··· SUPPLIED RECORDS
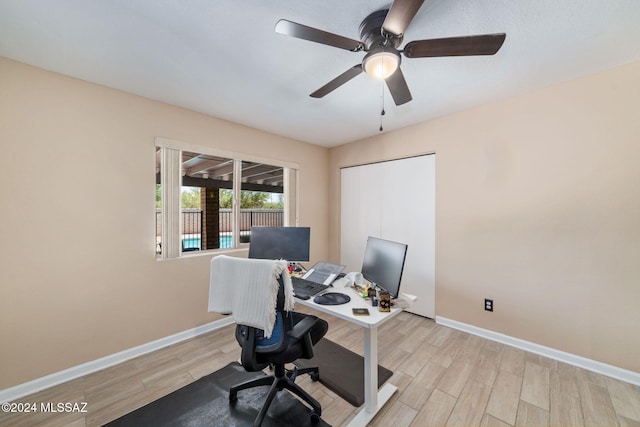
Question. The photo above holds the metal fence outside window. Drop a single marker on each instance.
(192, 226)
······
··· SUPPLIED RECORDS
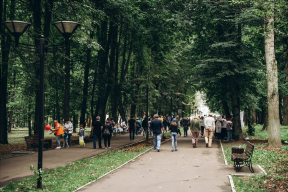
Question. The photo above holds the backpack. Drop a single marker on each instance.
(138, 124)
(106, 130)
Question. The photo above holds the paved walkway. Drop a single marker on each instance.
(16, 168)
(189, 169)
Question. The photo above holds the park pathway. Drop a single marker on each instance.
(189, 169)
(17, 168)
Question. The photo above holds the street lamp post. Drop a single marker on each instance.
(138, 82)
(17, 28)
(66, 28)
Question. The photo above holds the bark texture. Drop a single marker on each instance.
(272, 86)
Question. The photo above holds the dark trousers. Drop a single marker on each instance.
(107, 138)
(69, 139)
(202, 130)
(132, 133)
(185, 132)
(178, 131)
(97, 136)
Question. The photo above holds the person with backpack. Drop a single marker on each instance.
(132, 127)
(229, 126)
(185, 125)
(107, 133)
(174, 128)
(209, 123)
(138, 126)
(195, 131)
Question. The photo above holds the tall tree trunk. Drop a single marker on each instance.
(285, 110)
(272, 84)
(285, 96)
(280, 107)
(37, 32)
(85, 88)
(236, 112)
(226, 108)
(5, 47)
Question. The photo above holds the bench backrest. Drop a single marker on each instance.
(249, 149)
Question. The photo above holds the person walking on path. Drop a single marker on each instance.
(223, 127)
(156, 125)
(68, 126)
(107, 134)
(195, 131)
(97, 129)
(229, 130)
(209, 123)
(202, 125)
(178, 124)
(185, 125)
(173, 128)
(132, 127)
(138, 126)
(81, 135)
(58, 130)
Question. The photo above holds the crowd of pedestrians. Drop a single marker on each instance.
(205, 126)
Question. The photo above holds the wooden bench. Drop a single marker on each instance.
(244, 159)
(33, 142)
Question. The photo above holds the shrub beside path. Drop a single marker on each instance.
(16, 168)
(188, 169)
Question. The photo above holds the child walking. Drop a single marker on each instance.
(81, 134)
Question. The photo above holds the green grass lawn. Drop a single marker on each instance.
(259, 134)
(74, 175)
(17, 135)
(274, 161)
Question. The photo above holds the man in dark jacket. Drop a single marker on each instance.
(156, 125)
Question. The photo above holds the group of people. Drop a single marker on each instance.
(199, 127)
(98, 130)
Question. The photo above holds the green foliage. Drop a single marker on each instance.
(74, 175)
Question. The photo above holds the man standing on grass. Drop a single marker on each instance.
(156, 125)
······
#### [WHAT IS ASKED]
Pick out each line in the items above that contains the word "person", and copy those lines in full.

#### [RESULT]
Question. The photo above holds the person with backpack. Drop a single marker on each instance.
Question. The photo above holds the person walking on path. Drop a single marker on each instance.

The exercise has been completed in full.